**REQUEST:** Please pull out each line of the rows below that contains the string "dirt" and copy it whole. Letter case counts when matching.

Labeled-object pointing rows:
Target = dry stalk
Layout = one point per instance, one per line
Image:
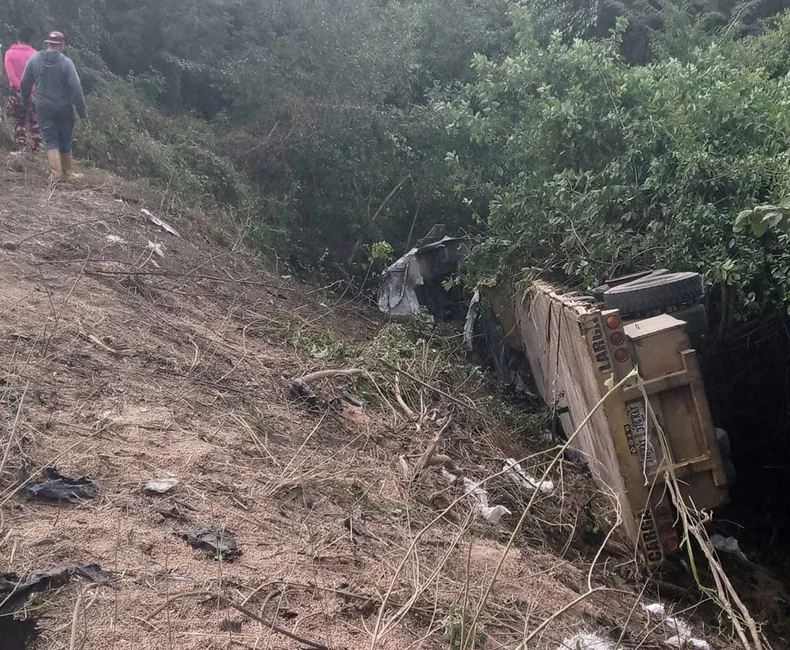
(325, 374)
(439, 391)
(426, 457)
(242, 610)
(724, 594)
(14, 427)
(399, 399)
(535, 493)
(412, 547)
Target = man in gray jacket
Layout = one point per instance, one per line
(58, 93)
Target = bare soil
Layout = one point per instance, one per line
(130, 354)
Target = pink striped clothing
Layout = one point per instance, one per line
(15, 60)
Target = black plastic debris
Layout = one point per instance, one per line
(302, 392)
(220, 545)
(18, 626)
(53, 486)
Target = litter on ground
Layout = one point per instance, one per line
(220, 545)
(521, 477)
(54, 486)
(160, 222)
(160, 485)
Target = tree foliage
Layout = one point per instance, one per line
(604, 166)
(568, 138)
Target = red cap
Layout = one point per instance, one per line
(55, 38)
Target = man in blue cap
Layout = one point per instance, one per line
(58, 94)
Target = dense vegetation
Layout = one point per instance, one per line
(583, 137)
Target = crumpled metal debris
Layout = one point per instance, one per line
(18, 626)
(682, 634)
(521, 477)
(160, 485)
(729, 546)
(585, 641)
(54, 486)
(421, 266)
(160, 222)
(220, 545)
(492, 514)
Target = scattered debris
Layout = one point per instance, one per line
(416, 278)
(157, 248)
(99, 343)
(18, 625)
(219, 545)
(522, 478)
(300, 389)
(492, 514)
(56, 487)
(160, 485)
(159, 222)
(231, 625)
(730, 546)
(471, 318)
(682, 634)
(585, 641)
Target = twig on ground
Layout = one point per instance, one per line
(241, 610)
(399, 399)
(431, 387)
(330, 372)
(425, 459)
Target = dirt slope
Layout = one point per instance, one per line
(131, 354)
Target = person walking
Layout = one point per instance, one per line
(58, 94)
(16, 58)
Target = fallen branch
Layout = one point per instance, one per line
(326, 374)
(399, 399)
(425, 459)
(240, 609)
(430, 387)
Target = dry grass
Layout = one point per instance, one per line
(124, 366)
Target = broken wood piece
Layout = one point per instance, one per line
(399, 399)
(431, 450)
(326, 374)
(91, 338)
(405, 468)
(443, 461)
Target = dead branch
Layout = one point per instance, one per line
(240, 609)
(326, 374)
(431, 450)
(399, 399)
(433, 388)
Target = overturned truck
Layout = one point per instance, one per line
(581, 347)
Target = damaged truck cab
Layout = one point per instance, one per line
(659, 422)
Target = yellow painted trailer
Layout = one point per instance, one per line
(578, 351)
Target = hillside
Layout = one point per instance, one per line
(130, 354)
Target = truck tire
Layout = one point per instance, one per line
(654, 293)
(723, 440)
(729, 472)
(696, 319)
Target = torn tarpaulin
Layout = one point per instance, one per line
(54, 486)
(419, 274)
(18, 627)
(220, 545)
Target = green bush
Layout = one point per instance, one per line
(602, 167)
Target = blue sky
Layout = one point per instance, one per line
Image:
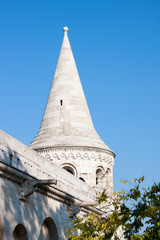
(116, 45)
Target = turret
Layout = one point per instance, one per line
(67, 135)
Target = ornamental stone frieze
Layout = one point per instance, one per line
(78, 154)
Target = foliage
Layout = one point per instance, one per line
(132, 214)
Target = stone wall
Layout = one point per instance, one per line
(46, 206)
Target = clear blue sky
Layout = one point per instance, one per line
(116, 45)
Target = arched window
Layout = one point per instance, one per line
(82, 179)
(70, 168)
(20, 233)
(48, 230)
(99, 174)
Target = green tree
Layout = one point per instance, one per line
(132, 214)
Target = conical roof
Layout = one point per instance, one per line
(66, 121)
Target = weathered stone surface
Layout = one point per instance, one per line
(66, 120)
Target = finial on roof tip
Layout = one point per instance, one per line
(65, 29)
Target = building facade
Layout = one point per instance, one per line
(64, 166)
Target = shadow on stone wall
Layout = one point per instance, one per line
(43, 217)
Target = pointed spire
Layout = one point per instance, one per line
(66, 120)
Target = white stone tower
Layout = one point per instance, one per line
(67, 135)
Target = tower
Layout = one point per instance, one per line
(67, 135)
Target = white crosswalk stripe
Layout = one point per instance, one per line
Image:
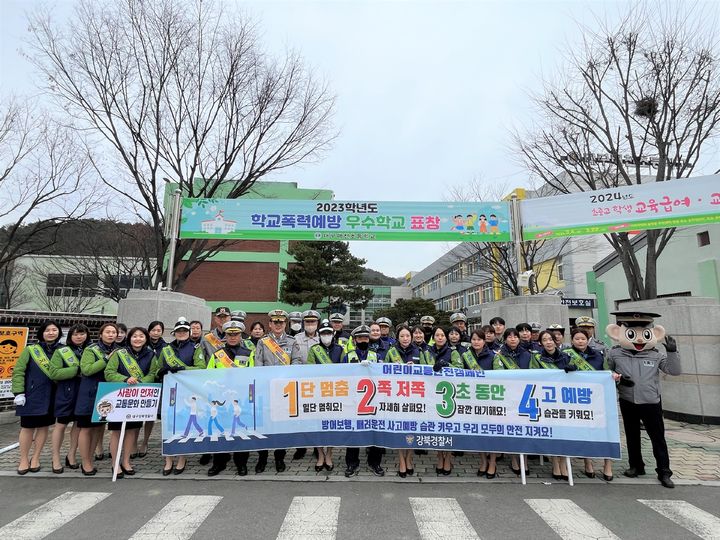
(568, 520)
(692, 518)
(51, 516)
(179, 519)
(441, 519)
(311, 518)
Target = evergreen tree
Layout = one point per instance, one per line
(324, 272)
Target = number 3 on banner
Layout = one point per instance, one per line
(291, 393)
(528, 404)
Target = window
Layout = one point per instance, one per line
(703, 239)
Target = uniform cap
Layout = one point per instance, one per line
(311, 314)
(361, 331)
(233, 327)
(585, 321)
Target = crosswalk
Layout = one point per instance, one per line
(318, 518)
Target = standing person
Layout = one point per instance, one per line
(551, 357)
(512, 356)
(92, 369)
(638, 363)
(404, 351)
(585, 358)
(134, 364)
(274, 350)
(441, 355)
(34, 392)
(362, 354)
(233, 355)
(179, 355)
(65, 371)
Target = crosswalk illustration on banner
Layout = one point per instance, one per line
(317, 518)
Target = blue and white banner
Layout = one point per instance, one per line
(547, 412)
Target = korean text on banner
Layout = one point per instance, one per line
(655, 205)
(338, 220)
(13, 341)
(392, 405)
(121, 402)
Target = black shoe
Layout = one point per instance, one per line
(377, 470)
(632, 472)
(215, 470)
(665, 481)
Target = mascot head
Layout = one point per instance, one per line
(635, 330)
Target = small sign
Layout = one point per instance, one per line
(122, 402)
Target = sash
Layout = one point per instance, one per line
(276, 350)
(40, 358)
(131, 365)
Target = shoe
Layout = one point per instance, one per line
(377, 470)
(666, 482)
(215, 470)
(632, 472)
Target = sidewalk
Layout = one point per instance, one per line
(694, 458)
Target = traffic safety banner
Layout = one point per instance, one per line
(547, 412)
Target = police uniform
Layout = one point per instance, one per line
(639, 393)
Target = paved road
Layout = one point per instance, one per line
(78, 508)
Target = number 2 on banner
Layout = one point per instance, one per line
(367, 387)
(528, 404)
(291, 393)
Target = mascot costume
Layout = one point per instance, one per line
(637, 360)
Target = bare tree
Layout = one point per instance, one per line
(180, 90)
(636, 103)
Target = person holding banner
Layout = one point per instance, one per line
(586, 358)
(179, 355)
(133, 364)
(65, 371)
(274, 350)
(34, 392)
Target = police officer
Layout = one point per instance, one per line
(233, 354)
(362, 354)
(588, 324)
(274, 349)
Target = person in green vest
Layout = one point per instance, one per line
(65, 371)
(34, 392)
(134, 364)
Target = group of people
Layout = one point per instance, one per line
(56, 383)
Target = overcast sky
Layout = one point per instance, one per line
(427, 91)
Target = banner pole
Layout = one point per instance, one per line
(116, 466)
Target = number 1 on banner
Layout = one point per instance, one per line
(291, 393)
(529, 405)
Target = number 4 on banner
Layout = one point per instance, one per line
(529, 404)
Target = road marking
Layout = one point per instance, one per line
(570, 521)
(311, 518)
(179, 519)
(441, 519)
(52, 515)
(692, 518)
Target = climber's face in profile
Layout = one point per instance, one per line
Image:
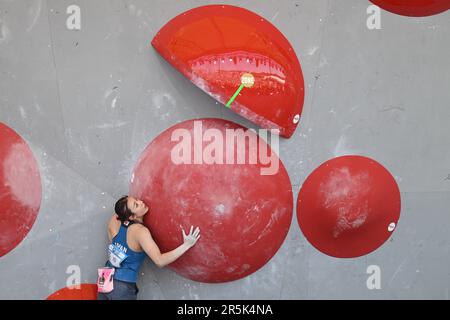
(137, 206)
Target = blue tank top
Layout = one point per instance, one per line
(129, 268)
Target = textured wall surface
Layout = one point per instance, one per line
(88, 102)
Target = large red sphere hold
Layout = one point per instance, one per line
(348, 207)
(20, 189)
(243, 215)
(414, 8)
(86, 291)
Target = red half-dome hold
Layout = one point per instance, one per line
(348, 207)
(20, 189)
(85, 291)
(215, 45)
(243, 215)
(414, 8)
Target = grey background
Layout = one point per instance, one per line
(379, 93)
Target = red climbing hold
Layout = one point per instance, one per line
(414, 8)
(215, 45)
(243, 215)
(20, 189)
(83, 292)
(348, 207)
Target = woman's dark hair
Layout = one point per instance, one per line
(122, 209)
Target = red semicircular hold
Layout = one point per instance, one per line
(86, 291)
(214, 45)
(20, 189)
(349, 206)
(243, 216)
(414, 8)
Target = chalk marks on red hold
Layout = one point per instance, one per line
(244, 216)
(82, 292)
(20, 189)
(349, 206)
(215, 45)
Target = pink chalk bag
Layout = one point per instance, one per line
(105, 281)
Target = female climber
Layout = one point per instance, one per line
(130, 242)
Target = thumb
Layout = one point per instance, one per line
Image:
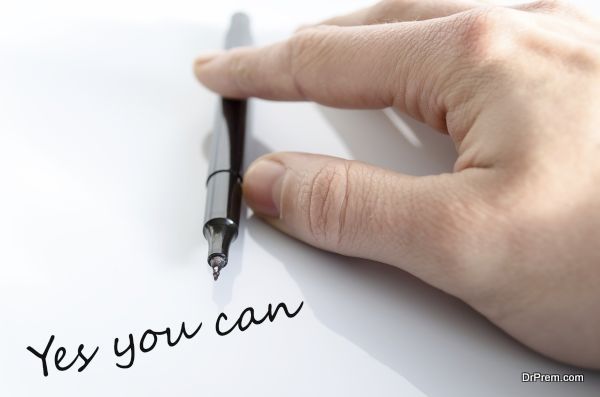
(425, 225)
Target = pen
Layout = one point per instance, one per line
(224, 182)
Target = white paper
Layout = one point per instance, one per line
(103, 140)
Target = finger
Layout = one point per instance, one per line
(387, 11)
(403, 65)
(420, 224)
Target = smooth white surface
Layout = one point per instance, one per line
(102, 161)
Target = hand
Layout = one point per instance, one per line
(514, 231)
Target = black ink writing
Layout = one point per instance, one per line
(148, 342)
(60, 354)
(150, 339)
(247, 317)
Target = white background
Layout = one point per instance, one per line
(103, 136)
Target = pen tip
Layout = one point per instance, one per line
(217, 263)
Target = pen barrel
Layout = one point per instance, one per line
(223, 198)
(224, 183)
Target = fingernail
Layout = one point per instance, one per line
(262, 186)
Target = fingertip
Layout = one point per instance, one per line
(204, 60)
(262, 186)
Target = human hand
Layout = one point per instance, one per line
(513, 231)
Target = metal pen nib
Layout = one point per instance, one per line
(224, 181)
(217, 263)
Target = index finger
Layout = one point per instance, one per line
(375, 66)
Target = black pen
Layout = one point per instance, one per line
(224, 182)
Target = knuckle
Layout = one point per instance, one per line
(327, 203)
(457, 225)
(304, 51)
(545, 6)
(241, 72)
(485, 34)
(387, 11)
(307, 46)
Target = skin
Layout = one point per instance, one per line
(514, 230)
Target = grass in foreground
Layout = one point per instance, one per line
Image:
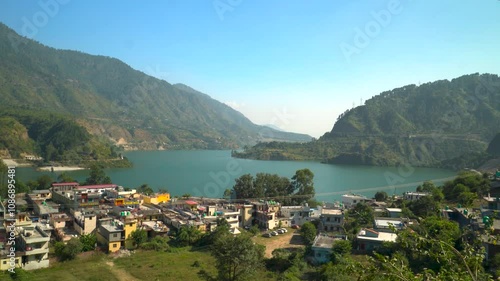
(91, 267)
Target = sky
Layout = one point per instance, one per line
(293, 64)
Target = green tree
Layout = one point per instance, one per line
(97, 175)
(424, 207)
(237, 258)
(308, 232)
(442, 229)
(88, 242)
(380, 196)
(342, 247)
(188, 235)
(138, 237)
(227, 193)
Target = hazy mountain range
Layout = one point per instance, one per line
(442, 123)
(116, 103)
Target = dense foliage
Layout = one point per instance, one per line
(114, 100)
(55, 137)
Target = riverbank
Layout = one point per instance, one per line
(15, 163)
(59, 169)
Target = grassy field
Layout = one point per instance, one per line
(84, 268)
(142, 265)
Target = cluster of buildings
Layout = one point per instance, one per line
(112, 213)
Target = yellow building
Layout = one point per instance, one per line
(129, 225)
(114, 234)
(157, 198)
(5, 262)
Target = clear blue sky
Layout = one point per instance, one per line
(285, 63)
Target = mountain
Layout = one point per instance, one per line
(438, 124)
(114, 102)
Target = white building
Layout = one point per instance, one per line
(349, 200)
(412, 196)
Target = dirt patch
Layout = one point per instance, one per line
(120, 273)
(290, 239)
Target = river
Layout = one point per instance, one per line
(209, 172)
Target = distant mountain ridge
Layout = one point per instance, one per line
(123, 105)
(438, 124)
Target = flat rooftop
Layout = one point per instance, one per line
(382, 236)
(331, 212)
(386, 222)
(324, 241)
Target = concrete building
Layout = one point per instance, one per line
(370, 240)
(349, 200)
(33, 245)
(64, 186)
(111, 235)
(331, 220)
(85, 222)
(385, 224)
(394, 212)
(157, 198)
(412, 196)
(322, 247)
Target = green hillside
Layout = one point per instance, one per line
(439, 124)
(120, 104)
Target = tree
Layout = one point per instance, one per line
(342, 247)
(68, 251)
(227, 193)
(308, 232)
(187, 235)
(424, 207)
(88, 242)
(442, 229)
(138, 237)
(381, 196)
(237, 258)
(97, 175)
(466, 198)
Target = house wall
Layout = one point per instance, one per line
(160, 198)
(114, 247)
(5, 263)
(321, 255)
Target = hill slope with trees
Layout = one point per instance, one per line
(113, 101)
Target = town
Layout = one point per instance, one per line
(112, 214)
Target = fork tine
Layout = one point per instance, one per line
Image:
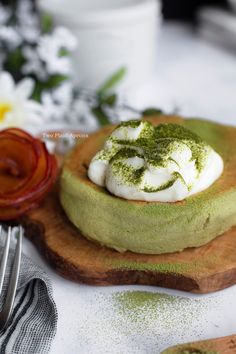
(11, 292)
(4, 257)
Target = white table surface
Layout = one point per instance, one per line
(200, 80)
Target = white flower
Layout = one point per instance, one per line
(65, 39)
(81, 115)
(33, 64)
(16, 109)
(49, 51)
(29, 33)
(5, 14)
(10, 36)
(64, 93)
(52, 110)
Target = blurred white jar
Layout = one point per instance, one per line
(111, 34)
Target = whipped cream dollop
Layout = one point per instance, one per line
(165, 163)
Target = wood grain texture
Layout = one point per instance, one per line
(223, 345)
(201, 270)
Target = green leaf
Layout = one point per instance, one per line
(46, 22)
(151, 111)
(38, 89)
(14, 61)
(112, 81)
(101, 116)
(108, 100)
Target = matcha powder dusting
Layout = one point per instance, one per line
(145, 322)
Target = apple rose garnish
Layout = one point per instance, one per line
(27, 172)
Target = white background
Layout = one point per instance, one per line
(200, 80)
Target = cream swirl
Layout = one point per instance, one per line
(166, 163)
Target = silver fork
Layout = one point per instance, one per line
(14, 275)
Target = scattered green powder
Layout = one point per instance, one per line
(146, 306)
(141, 322)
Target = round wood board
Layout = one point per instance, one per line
(201, 270)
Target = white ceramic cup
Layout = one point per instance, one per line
(111, 34)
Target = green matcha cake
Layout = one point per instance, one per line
(151, 227)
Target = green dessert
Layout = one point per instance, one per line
(152, 227)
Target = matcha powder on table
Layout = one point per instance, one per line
(145, 322)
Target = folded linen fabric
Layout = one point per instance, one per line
(33, 322)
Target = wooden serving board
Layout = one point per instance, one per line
(201, 270)
(223, 345)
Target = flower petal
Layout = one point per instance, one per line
(6, 83)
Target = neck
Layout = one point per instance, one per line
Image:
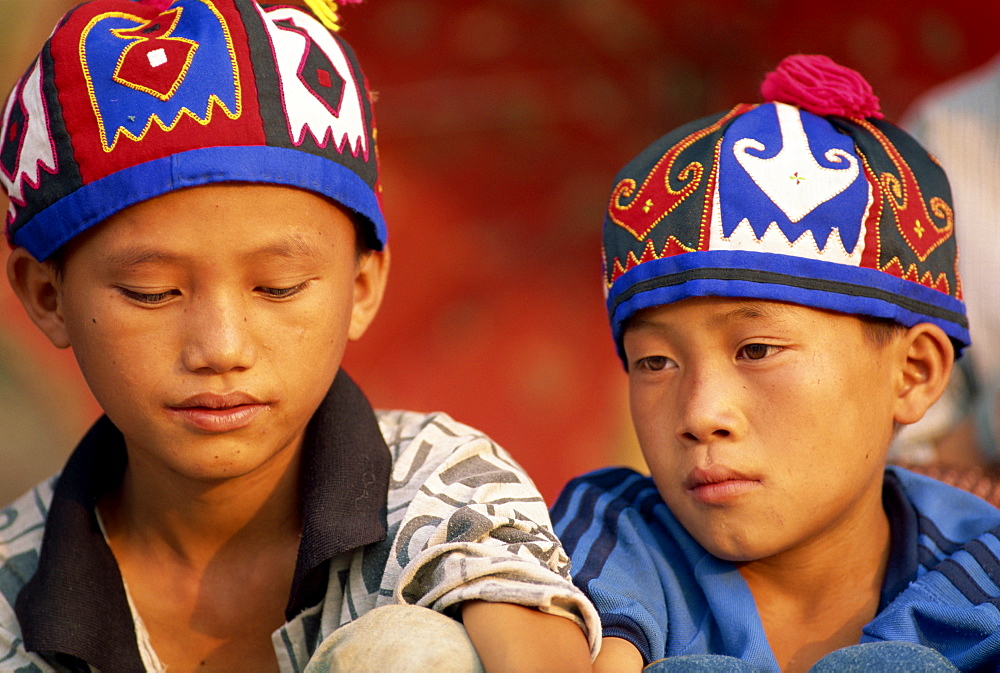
(195, 521)
(832, 583)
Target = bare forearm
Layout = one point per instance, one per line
(515, 639)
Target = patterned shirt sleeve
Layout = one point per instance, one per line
(469, 524)
(21, 527)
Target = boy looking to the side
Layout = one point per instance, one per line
(193, 210)
(783, 292)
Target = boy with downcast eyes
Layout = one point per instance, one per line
(783, 293)
(193, 210)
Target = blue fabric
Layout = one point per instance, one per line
(656, 587)
(742, 198)
(798, 280)
(895, 657)
(98, 200)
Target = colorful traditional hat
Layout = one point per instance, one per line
(809, 198)
(129, 100)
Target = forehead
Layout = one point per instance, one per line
(722, 313)
(222, 222)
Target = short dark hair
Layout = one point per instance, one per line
(880, 332)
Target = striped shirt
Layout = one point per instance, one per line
(397, 507)
(656, 587)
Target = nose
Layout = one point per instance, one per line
(710, 408)
(217, 335)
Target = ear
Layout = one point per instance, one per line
(369, 287)
(926, 356)
(38, 287)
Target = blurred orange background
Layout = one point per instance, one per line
(501, 125)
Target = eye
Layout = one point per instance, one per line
(281, 292)
(756, 351)
(148, 297)
(653, 363)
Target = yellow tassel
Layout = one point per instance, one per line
(326, 12)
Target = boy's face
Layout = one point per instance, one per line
(209, 322)
(765, 425)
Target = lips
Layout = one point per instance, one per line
(718, 484)
(212, 413)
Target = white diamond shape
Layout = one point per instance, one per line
(818, 185)
(157, 57)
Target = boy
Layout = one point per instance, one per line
(782, 291)
(193, 210)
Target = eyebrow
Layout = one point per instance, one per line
(133, 257)
(748, 312)
(287, 247)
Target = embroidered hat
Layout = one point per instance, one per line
(128, 100)
(809, 198)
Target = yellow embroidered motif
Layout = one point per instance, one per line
(326, 12)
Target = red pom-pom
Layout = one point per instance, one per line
(159, 5)
(819, 85)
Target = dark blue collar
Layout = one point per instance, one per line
(74, 607)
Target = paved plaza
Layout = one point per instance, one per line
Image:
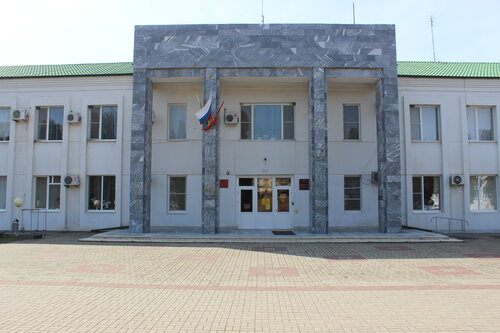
(58, 284)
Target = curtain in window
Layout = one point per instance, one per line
(267, 122)
(55, 123)
(430, 124)
(177, 122)
(41, 192)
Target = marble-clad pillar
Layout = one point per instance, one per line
(210, 159)
(318, 153)
(140, 155)
(389, 157)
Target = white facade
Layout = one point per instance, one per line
(23, 157)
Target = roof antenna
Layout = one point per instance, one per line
(432, 33)
(353, 14)
(262, 11)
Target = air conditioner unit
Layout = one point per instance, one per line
(73, 117)
(457, 180)
(71, 180)
(19, 115)
(231, 118)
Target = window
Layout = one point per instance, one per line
(426, 193)
(480, 123)
(103, 122)
(351, 122)
(177, 121)
(3, 192)
(101, 193)
(177, 194)
(4, 124)
(50, 123)
(267, 122)
(352, 193)
(424, 122)
(483, 193)
(48, 192)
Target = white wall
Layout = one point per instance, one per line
(453, 154)
(22, 158)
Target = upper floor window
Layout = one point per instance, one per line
(177, 121)
(480, 123)
(48, 192)
(267, 122)
(352, 193)
(103, 122)
(50, 123)
(483, 193)
(3, 192)
(426, 192)
(351, 122)
(101, 193)
(4, 124)
(424, 122)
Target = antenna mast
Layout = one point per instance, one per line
(432, 33)
(262, 11)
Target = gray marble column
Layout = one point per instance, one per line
(140, 155)
(210, 159)
(388, 151)
(318, 153)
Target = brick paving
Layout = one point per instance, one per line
(58, 284)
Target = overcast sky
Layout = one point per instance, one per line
(83, 31)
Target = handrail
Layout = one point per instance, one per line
(435, 219)
(39, 223)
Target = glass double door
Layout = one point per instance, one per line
(265, 202)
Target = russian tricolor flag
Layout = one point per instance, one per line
(204, 114)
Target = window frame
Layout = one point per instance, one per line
(479, 210)
(47, 127)
(102, 195)
(426, 211)
(344, 122)
(9, 119)
(282, 122)
(438, 122)
(49, 183)
(351, 188)
(168, 121)
(5, 194)
(476, 122)
(169, 192)
(89, 107)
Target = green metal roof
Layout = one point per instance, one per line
(405, 69)
(449, 69)
(29, 71)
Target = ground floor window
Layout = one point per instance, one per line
(101, 193)
(3, 192)
(177, 194)
(48, 192)
(483, 193)
(352, 193)
(426, 192)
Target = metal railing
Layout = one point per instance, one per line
(463, 223)
(37, 217)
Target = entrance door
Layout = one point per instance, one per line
(264, 202)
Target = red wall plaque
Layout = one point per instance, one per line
(304, 184)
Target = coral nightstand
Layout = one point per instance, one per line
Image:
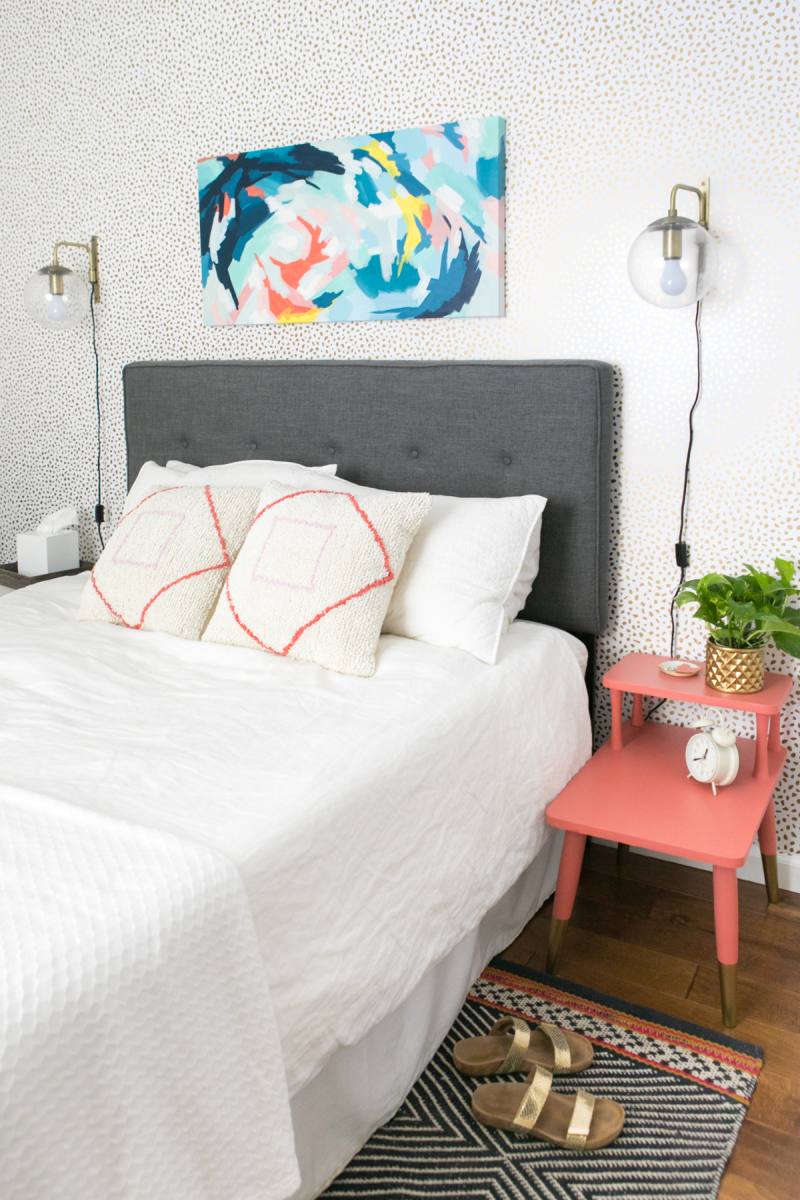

**OUTPUT OF THE TASK:**
Target = dirt slope
Target = dirt patch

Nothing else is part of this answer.